__Free-text object descriptions__
* * *

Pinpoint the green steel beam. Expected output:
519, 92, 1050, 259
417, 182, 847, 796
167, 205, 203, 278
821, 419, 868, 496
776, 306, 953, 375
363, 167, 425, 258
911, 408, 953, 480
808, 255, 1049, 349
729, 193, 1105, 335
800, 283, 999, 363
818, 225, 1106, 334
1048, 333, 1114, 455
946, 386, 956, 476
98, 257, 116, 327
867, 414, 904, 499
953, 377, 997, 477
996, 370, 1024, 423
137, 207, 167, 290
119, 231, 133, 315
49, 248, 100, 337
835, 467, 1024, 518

* * *

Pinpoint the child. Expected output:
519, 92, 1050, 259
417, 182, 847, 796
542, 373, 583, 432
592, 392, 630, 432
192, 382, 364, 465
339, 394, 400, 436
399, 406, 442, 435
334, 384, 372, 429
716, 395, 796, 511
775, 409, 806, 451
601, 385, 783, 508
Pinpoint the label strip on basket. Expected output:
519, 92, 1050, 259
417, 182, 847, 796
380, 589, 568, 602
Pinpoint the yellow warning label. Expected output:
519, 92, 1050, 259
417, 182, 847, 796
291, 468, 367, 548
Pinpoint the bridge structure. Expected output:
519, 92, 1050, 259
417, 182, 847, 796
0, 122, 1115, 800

* * *

Looking at the records above, which lines contain "output"? Copy those lines.

__Task response__
Pinpoint the green steel beam. Expected output:
Pinpoint the child. Expected output:
Pinpoint the label strip on basket. Expected output:
Pinpoint the yellow warning label. Expected output:
Pinpoint the bridge structure. Expected output:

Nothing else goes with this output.